Selected passage →
****

Chapter 25: The Juice, the Whole Juice, and Nothing but the Juice
She says, “But I can see your hands on the video. You may be able to deceive others but you cannot deceive me. I have seen you from your very childhood, and you had such a beautiful body.” And I can see tears coming into her eyes looking at my food. And don’t allow her.because she has been trying persistently for years to bring something, just a little.
I say, “No, nothing doing. My doctor does not allow it. I can take only what he prescribes, I cannot take anything else.” But again and again - and I know why, because she saw me in 1960 when I was one hundred and ninety pounds, and I had a body.. Just yesterday I was talking of Mahavira; I could have competed with Mahavira without any difficulty. Actually, people used to say that my body.because I used to sit almost half-naked. Just a small wraparound lungi, even in winter, in the coldest places, even in New Delhi. My host in New Delhi used to say, “You are the only person I have seen in New Delhi who is sitting in just a wraparound lungi, with half the body naked and the fan on full. How do you manage it?”
People used to say that my body looked as if cut out of marble. It used to look like that because I was exercising so much: eight miles in the morning I was going for a walk, eight miles in the evening - at least for twenty years, sixteen miles per day. If you add it all up I think it will come to nearabout three times around the earth or more.
I have hated milk from my very childhood, but because everybody loved my body, and my family insisted that without milk you cannot remain the way you are, I had been drinking milk against my will. That is the only thing in my life that I have done against my will. And the only way I could manage it was to stop breathing and take the whole glass in a single gulp so that I didn’t smell it, because I can’t stand it. I have tried all kinds of milks, but I can’t stand the smell.

****

Dataset entries →
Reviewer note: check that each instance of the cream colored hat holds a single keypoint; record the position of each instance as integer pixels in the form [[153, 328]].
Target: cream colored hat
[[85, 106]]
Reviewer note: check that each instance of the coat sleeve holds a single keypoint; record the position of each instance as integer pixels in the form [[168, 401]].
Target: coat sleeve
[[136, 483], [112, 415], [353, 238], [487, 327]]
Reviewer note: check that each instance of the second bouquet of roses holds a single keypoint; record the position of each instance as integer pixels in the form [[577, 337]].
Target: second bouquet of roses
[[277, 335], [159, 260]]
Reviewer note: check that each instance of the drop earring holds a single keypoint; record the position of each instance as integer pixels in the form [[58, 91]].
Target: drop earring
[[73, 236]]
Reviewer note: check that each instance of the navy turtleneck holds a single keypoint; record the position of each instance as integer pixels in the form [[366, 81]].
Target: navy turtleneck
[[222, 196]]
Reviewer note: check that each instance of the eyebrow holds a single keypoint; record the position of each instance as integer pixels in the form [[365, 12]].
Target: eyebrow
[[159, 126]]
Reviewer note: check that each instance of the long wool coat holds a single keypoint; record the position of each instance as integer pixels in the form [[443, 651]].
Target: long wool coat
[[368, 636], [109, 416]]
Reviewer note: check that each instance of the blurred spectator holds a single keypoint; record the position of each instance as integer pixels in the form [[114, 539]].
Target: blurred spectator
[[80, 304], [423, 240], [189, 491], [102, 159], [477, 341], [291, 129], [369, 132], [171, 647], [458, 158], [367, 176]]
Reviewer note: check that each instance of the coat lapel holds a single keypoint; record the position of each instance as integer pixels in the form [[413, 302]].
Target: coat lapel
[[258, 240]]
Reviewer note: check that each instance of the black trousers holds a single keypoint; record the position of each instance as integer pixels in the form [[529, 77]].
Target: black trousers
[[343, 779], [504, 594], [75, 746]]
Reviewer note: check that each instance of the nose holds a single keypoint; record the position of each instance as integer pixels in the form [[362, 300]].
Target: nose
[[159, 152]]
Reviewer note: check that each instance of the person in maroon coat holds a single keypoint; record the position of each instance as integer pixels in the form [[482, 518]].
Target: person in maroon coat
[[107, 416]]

****

Explore the material →
a: List every distance the chapter excerpt gives for the narrator's walking.
b: Resume the chapter excerpt about milk and the narrator's body from its last sentence.

Your responses →
a:
- eight miles in the morning
- eight miles in the evening
- sixteen miles per day
- nearabout three times around the earth or more, as the total

b:
My feeling has been always - and I told my family” - Jainas should stop using all milk products because milk is just like meat. It is not vegetarian, it is animal food; and it has a double violence in it. From where does the milk come? It is the mother’s mechanism, biological mechanism, that transforms her blood into milk. You are really drinking white blood.”
My grandmother used to close her ears, “Don’t say such words because then I will not be able to drink it. I will remember ‘white blood.’ Never do such things to an old woman like me.”
Now, Jainas cannot live without milk because that is their only vital food ingredient; otherwise, everything is just vegetable. So they eat all kinds of milk products - butter, ghee, curd - and all kinds of sweets made of milk. But I had a strong feeling from the very beginning that this was just blood. That’s why it increases your blood so quickly, and that’s why the child needs only milk; that’s enough, that is all his food. The mother’s milk provides the child all necessary food; nothing else is needed - and those are the days of its growth. So milk is a whole food.